== WHAT THIS TASK INVOLVES ==
Down to the final line, print the records below exactly and without pictures.

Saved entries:
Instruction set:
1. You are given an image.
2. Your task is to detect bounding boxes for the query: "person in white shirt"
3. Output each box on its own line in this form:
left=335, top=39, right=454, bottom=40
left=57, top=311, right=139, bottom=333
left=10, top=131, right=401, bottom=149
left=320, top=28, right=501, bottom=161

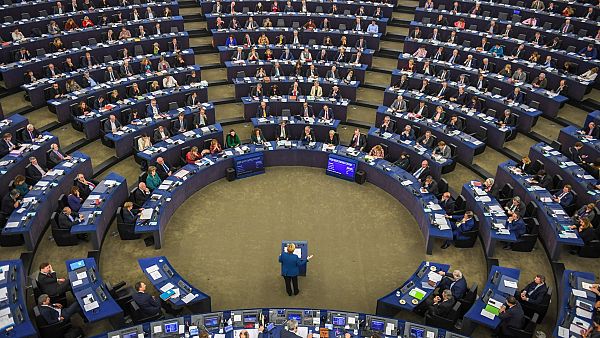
left=367, top=20, right=379, bottom=34
left=162, top=75, right=178, bottom=88
left=300, top=47, right=313, bottom=62
left=580, top=67, right=598, bottom=81
left=11, top=29, right=25, bottom=42
left=148, top=99, right=162, bottom=119
left=310, top=81, right=323, bottom=97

== WORKED SOLUTION ==
Instruction set:
1. You are given an image.
2. Your task is to detect bounding boxes for the query: "person in white shirt"
3. Output each box on its own line in this form:
left=335, top=39, right=454, bottom=40
left=57, top=311, right=139, bottom=333
left=10, top=131, right=401, bottom=149
left=320, top=28, right=501, bottom=161

left=367, top=20, right=379, bottom=34
left=162, top=75, right=178, bottom=88
left=300, top=47, right=313, bottom=62
left=580, top=67, right=598, bottom=81
left=11, top=29, right=25, bottom=42
left=148, top=99, right=162, bottom=119
left=310, top=81, right=323, bottom=97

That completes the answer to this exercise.